Saved entries:
+++

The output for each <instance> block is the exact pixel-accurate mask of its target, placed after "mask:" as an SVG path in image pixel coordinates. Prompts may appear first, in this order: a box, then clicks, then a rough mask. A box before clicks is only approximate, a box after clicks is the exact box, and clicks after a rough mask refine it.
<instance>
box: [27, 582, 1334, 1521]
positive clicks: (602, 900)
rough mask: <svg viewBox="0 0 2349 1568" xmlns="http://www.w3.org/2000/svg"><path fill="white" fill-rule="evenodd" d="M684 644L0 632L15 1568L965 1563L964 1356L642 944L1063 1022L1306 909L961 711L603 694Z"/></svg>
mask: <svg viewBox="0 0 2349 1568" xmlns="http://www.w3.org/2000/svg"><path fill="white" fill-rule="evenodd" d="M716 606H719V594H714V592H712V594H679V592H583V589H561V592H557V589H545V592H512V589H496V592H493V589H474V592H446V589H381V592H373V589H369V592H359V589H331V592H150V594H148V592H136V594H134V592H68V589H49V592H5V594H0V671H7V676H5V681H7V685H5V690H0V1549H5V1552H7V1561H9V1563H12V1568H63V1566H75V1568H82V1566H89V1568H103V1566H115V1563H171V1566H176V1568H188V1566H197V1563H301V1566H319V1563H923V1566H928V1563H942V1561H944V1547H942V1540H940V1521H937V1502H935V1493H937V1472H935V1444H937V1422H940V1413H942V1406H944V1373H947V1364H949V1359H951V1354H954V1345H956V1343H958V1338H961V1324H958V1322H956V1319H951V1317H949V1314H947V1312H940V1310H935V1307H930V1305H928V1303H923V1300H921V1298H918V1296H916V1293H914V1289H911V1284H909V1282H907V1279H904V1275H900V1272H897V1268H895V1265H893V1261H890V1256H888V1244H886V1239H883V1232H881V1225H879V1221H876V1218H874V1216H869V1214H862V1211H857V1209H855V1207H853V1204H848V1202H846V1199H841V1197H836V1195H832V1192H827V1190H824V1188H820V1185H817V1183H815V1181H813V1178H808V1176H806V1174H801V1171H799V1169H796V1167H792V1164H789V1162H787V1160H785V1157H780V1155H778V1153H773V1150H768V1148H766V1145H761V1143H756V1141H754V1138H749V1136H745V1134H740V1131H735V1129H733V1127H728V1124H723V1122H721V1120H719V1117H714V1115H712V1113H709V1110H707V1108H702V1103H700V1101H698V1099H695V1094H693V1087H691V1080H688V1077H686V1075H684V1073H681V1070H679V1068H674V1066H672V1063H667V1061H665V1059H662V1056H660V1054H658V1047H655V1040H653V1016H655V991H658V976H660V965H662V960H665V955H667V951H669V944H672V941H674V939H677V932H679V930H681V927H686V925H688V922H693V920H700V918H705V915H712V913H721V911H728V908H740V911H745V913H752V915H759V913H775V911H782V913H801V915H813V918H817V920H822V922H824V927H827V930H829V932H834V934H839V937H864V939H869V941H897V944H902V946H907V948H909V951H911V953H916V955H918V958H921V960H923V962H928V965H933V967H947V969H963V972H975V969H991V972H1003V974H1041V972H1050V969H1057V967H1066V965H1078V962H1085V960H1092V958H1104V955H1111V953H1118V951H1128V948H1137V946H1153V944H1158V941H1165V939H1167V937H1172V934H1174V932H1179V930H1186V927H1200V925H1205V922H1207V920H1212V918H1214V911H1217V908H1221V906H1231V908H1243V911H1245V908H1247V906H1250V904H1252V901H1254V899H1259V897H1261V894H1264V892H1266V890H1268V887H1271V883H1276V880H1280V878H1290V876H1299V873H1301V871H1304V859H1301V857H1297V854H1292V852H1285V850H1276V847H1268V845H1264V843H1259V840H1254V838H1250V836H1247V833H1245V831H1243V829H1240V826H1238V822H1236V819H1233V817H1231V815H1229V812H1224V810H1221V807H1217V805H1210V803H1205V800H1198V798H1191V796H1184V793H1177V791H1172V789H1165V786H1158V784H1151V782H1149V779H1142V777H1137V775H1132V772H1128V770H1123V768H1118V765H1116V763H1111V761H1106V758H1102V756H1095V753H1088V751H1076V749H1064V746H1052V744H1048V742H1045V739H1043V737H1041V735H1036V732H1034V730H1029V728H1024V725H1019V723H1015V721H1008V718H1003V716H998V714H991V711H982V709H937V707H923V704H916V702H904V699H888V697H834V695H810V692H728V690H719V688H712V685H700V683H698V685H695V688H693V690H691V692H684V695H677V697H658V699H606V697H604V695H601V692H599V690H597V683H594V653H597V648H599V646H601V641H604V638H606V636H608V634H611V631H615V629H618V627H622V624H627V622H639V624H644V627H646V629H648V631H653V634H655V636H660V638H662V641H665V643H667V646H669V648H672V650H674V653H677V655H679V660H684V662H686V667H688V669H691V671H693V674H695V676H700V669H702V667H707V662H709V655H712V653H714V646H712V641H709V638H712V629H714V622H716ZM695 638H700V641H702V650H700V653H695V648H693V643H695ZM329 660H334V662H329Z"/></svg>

+++

Task instructions
Without omitting any record, transcribe the data exactly.

Solution
The output for each <instance> block is the exact pixel-accurate mask of its target, placed after "mask:" as an SVG path in image pixel coordinates. Prompts may appear first, in this order: a box, then clicks, then a rough mask. A box before clicks is only approximate, a box after clicks is the exact box, and clicks after a rough mask refine it.
<instance>
box: [27, 582, 1334, 1521]
positive clicks: (602, 900)
rough mask: <svg viewBox="0 0 2349 1568" xmlns="http://www.w3.org/2000/svg"><path fill="white" fill-rule="evenodd" d="M684 644L0 632L15 1568L965 1563L964 1356L642 944L1063 1022L1306 909L961 711L603 694Z"/></svg>
mask: <svg viewBox="0 0 2349 1568" xmlns="http://www.w3.org/2000/svg"><path fill="white" fill-rule="evenodd" d="M716 606H719V594H714V592H712V594H679V592H583V589H561V592H557V589H545V592H512V589H496V592H493V589H474V592H446V589H381V592H373V589H369V592H359V589H331V592H150V594H148V592H136V594H134V592H68V589H49V592H5V594H0V671H7V676H5V681H7V685H5V690H0V1549H5V1552H7V1561H9V1563H12V1568H63V1566H75V1568H82V1566H89V1568H103V1566H115V1563H171V1566H176V1568H188V1566H197V1563H301V1566H319V1563H923V1566H928V1563H942V1561H944V1547H942V1540H940V1521H937V1502H935V1493H937V1472H935V1444H937V1422H940V1413H942V1406H944V1373H947V1364H949V1359H951V1354H954V1345H956V1343H958V1338H961V1324H958V1322H956V1319H951V1317H949V1314H947V1312H940V1310H935V1307H930V1305H928V1303H923V1300H921V1298H918V1296H916V1293H914V1289H911V1284H909V1282H907V1279H904V1275H900V1272H897V1268H895V1265H893V1261H890V1256H888V1244H886V1239H883V1232H881V1225H879V1221H876V1218H874V1216H869V1214H862V1211H857V1209H855V1207H853V1204H848V1202H846V1199H841V1197H836V1195H832V1192H827V1190H824V1188H820V1185H817V1183H815V1181H813V1178H808V1176H806V1174H801V1171H799V1169H796V1167H792V1164H789V1162H787V1160H785V1157H780V1155H778V1153H773V1150H768V1148H766V1145H761V1143H756V1141H754V1138H749V1136H745V1134H740V1131H735V1129H733V1127H728V1124H723V1122H721V1120H719V1117H714V1115H712V1113H709V1110H707V1108H702V1103H700V1101H698V1099H695V1094H693V1087H691V1080H688V1077H686V1075H684V1073H681V1070H679V1068H674V1066H672V1063H667V1061H665V1059H662V1056H660V1054H658V1047H655V1040H653V1016H655V991H658V976H660V965H662V960H665V955H667V951H669V944H672V941H674V939H677V932H679V930H681V927H686V925H688V922H693V920H700V918H705V915H712V913H721V911H728V908H740V911H745V913H752V915H759V913H775V911H782V913H801V915H813V918H817V920H822V922H824V927H827V930H829V932H834V934H839V937H864V939H869V941H897V944H902V946H907V948H909V951H911V953H916V955H918V958H921V960H923V962H928V965H933V967H947V969H963V972H975V969H991V972H1003V974H1041V972H1050V969H1057V967H1066V965H1078V962H1085V960H1092V958H1104V955H1111V953H1118V951H1128V948H1137V946H1153V944H1158V941H1165V939H1167V937H1172V934H1174V932H1179V930H1186V927H1200V925H1205V922H1207V920H1212V918H1214V911H1217V908H1221V906H1231V908H1243V911H1245V908H1247V906H1250V904H1252V901H1254V899H1259V897H1261V894H1264V892H1266V890H1268V887H1271V883H1276V880H1280V878H1290V876H1299V873H1301V871H1304V859H1301V857H1297V854H1292V852H1285V850H1276V847H1268V845H1264V843H1259V840H1254V838H1250V836H1247V833H1245V831H1243V829H1240V826H1238V822H1236V819H1233V817H1231V815H1229V812H1224V810H1221V807H1217V805H1210V803H1205V800H1198V798H1191V796H1184V793H1177V791H1172V789H1165V786H1158V784H1151V782H1149V779H1142V777H1137V775H1132V772H1128V770H1123V768H1118V765H1116V763H1111V761H1106V758H1102V756H1095V753H1088V751H1076V749H1064V746H1052V744H1048V742H1045V739H1043V737H1041V735H1036V732H1034V730H1029V728H1024V725H1019V723H1015V721H1008V718H1003V716H998V714H991V711H982V709H937V707H923V704H916V702H904V699H888V697H834V695H810V692H728V690H719V688H712V685H700V683H698V685H695V688H693V690H691V692H684V695H677V697H658V699H606V697H604V695H601V692H599V690H597V683H594V653H597V648H599V646H601V641H604V638H606V636H608V634H611V631H615V629H618V627H622V624H627V622H639V624H644V627H646V629H648V631H653V634H655V636H660V638H662V641H665V643H667V646H669V648H672V650H674V653H677V655H679V660H684V662H686V667H688V669H691V671H693V674H695V676H700V669H702V667H707V662H709V655H712V653H714V646H712V641H709V638H712V629H714V622H716ZM695 638H700V641H702V650H700V653H695V648H693V643H695ZM329 660H334V662H329Z"/></svg>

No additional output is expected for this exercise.